Work instruction
Set down a true copy of the data, with all pictures left out.

== Provided material ==

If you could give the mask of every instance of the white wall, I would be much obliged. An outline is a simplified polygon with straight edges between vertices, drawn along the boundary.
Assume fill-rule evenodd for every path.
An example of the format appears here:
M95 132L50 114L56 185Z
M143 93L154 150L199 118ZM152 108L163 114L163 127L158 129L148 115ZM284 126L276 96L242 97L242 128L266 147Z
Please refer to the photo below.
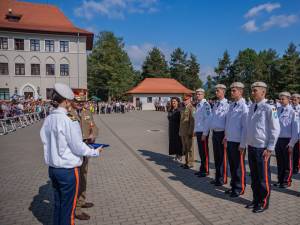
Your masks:
M143 110L155 110L154 103L160 97L162 101L169 101L171 97L182 98L182 94L133 94L133 104L136 106L136 99L139 98L143 103ZM147 98L152 97L152 103L147 102Z
M34 90L40 88L40 94L46 98L46 88L52 88L55 82L62 82L72 88L87 88L87 51L86 37L53 34L30 34L0 31L0 37L8 37L8 50L0 49L0 63L8 61L9 75L0 75L0 88L9 88L10 95L29 84ZM24 39L24 51L14 50L14 38ZM40 51L30 51L30 39L40 40ZM55 52L45 52L45 40L54 40ZM69 41L69 52L60 52L59 41ZM25 75L15 75L15 63L25 62ZM55 64L55 76L46 75L46 63ZM40 64L40 76L31 75L31 63ZM69 64L69 76L60 76L60 64ZM37 96L37 93L35 93Z

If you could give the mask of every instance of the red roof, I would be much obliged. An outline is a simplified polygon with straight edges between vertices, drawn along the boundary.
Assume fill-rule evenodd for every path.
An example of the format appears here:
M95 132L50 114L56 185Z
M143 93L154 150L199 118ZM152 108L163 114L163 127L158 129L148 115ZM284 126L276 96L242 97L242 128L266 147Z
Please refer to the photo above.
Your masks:
M188 94L192 90L171 78L146 78L127 94Z
M12 10L12 15L21 16L18 22L6 19L9 9ZM87 50L91 50L93 47L93 33L75 27L60 9L48 4L0 0L0 30L45 34L79 34L79 36L87 37Z

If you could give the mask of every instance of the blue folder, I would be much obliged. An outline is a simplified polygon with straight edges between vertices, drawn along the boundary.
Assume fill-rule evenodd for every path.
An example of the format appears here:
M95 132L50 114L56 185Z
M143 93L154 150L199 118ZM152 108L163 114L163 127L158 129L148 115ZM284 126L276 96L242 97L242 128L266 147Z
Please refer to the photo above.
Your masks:
M93 144L89 144L90 147L96 149L96 148L99 148L99 147L102 147L102 148L107 148L109 147L108 144L100 144L100 143L93 143Z

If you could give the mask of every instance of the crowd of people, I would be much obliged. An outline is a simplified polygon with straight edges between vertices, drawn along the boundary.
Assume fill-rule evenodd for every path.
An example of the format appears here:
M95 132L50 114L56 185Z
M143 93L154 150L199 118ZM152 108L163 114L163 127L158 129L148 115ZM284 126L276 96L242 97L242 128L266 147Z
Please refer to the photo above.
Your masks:
M208 102L203 89L196 90L196 101L185 95L183 102L173 97L168 111L169 154L183 162L181 167L194 167L193 137L197 139L200 168L195 175L209 174L208 137L212 135L215 177L212 185L227 183L230 170L231 188L225 194L238 197L245 192L245 153L251 174L253 201L246 208L254 213L268 209L271 193L270 156L277 161L278 188L288 188L292 174L300 167L300 95L281 92L279 101L267 101L267 85L255 82L252 99L243 98L244 85L230 86L231 102L225 98L226 86L215 86L217 101ZM182 104L183 103L183 104ZM184 160L182 157L184 156Z

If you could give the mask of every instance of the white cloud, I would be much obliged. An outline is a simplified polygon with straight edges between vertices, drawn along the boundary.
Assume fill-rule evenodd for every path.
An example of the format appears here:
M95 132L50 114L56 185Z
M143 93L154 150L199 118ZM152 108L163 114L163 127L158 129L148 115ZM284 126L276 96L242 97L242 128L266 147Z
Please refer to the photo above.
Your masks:
M246 18L251 18L257 16L261 11L266 11L268 13L272 12L274 9L280 8L279 3L265 3L251 8L246 14Z
M249 20L242 26L242 28L247 32L258 31L258 27L255 24L255 20Z
M84 0L74 10L78 17L88 20L96 14L111 19L123 19L126 14L132 13L154 13L158 11L158 0Z
M203 81L203 84L207 82L208 76L211 77L217 76L215 69L211 66L201 66L200 79Z
M278 16L271 16L269 20L263 23L262 30L268 30L272 27L289 27L293 23L298 21L298 16L296 15L278 15Z

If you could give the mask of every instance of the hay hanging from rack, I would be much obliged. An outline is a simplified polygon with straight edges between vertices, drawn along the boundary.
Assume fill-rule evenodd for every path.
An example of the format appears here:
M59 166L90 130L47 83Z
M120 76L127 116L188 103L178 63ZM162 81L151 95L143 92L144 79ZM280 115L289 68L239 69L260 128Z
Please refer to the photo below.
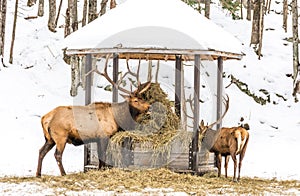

===

Response below
If you could give the mask of every instance of the white wall, I would be much obliged. An outline is a simplified polygon with straight edges between vertices, drawn along the boundary.
Assume fill-rule evenodd for every path.
An example of the format appears here:
M95 132L50 114L56 185Z
M143 93L154 150L199 118ZM152 108L163 114L163 127L158 129L148 115ZM284 126L276 96L242 97L242 128L266 147Z
Please refer to the photo below.
Your masks:
M143 110L155 110L154 103L160 97L162 101L169 101L171 97L182 98L182 94L133 94L133 104L136 106L136 99L139 98L143 103ZM147 98L152 97L152 103L147 102Z
M34 90L40 88L40 94L46 98L46 88L52 88L55 82L62 82L72 88L87 88L87 51L86 37L53 34L30 34L0 31L0 37L8 37L8 50L0 49L0 63L8 61L9 75L0 75L0 88L9 88L10 95L29 84ZM24 39L24 51L14 50L14 38ZM40 51L30 51L30 39L40 40ZM55 52L45 52L45 40L54 40ZM69 41L69 52L60 52L59 41ZM25 75L15 75L15 63L25 62ZM55 64L55 76L46 75L46 63ZM40 64L40 76L31 75L31 63ZM69 64L69 76L60 76L60 64ZM37 96L37 93L35 93Z

If you could give the mask of every instance of the red roof, I would be much obliged. An outline is a simplified polygon with straight edges between vertices, drawn along the boundary.
Assume fill-rule evenodd for every path.
An example of the format appears here:
M95 132L50 114L56 185Z
M143 93L154 150L199 118ZM152 108L163 114L163 127L158 129L148 115ZM284 126L276 96L242 97L242 128L266 147Z
Please refer to the photo above.
Your masks:
M188 94L192 90L171 78L146 78L127 94Z
M12 10L12 15L21 16L18 22L6 19L9 9ZM87 50L91 50L93 47L93 33L75 27L60 9L48 4L0 0L0 30L45 34L79 34L79 36L87 37Z

If you could give the mask of every instance of the blue folder, I would be much obliged. An outline is a simplified polygon with straight edges between vertices, drawn along the boundary.
Assume fill-rule evenodd for every path.
An example of the format appears here:
M95 132L50 114L56 185Z
M143 93L154 150L199 118ZM152 108L163 114L163 127L158 129L148 115ZM284 126L276 96L242 97L242 128L266 147Z
Please refer to the photo above.
Your masks:
M93 144L89 144L90 147L96 149L96 148L99 148L99 147L102 147L102 148L107 148L109 147L108 144L100 144L100 143L93 143Z

If you could give the mask of every instance of the crowd of people, I would be much obliged. An outline is a simplified polygon with straight edges between vertices, drawn along the boundary.
Assume fill-rule evenodd for every path.
An example of the format appears here:
M95 132L50 114L56 185Z
M143 93L154 150L199 118ZM152 108L163 114L163 127L158 129L148 115ZM284 126L276 96L242 97L242 128L266 147Z
Please refer to the photo above.
Your masks:
M208 102L203 89L196 90L196 101L185 95L183 102L173 97L168 111L169 154L183 162L181 167L194 167L193 137L197 139L200 168L195 175L209 174L208 137L212 135L215 177L212 185L227 183L230 170L231 188L225 194L238 197L245 192L245 153L251 174L253 201L246 208L254 213L268 209L271 193L270 156L277 161L278 188L288 188L292 174L300 167L300 95L281 92L279 101L267 101L267 85L255 82L252 99L243 98L244 85L230 86L231 102L225 98L226 86L215 86L217 101ZM182 104L183 103L183 104ZM184 160L182 157L184 156Z

If you could give the mask of every instance of the white cloud, I would be much obliged. An outline is a simplified polygon with straight edges between vertices, drawn along the boundary.
Assume fill-rule evenodd for every path.
An example of the format appears here:
M95 132L50 114L56 185Z
M143 93L154 150L199 118ZM152 108L163 114L163 127L158 129L148 115ZM284 126L276 96L242 97L242 128L266 147Z
Please refer to the photo above.
Your masks:
M246 18L251 18L257 16L261 11L266 11L268 13L272 12L274 9L280 8L279 3L265 3L251 8L246 14Z
M249 20L242 26L242 28L247 32L258 31L258 27L255 24L255 20Z
M84 0L74 10L78 17L88 20L96 14L111 19L123 19L126 14L132 13L154 13L158 11L158 0Z
M203 81L203 84L207 82L208 76L211 77L217 76L215 69L211 66L201 66L200 79Z
M278 16L271 16L269 20L263 23L262 30L268 30L272 27L289 27L293 23L298 21L298 16L296 15L278 15Z

If you could give the mask of every instance of the hay hanging from rack, I would be much obliged. An outline is a simplified polygon with straight edges between vertices, drawn along the boundary.
Assume fill-rule evenodd for every path.
An example of the format appears here:
M59 166L90 130L47 83Z
M120 76L127 116L188 103L178 63ZM162 81L151 95L143 92L144 79ZM280 115L289 68L239 69L260 128Z
Please refer to the photo below.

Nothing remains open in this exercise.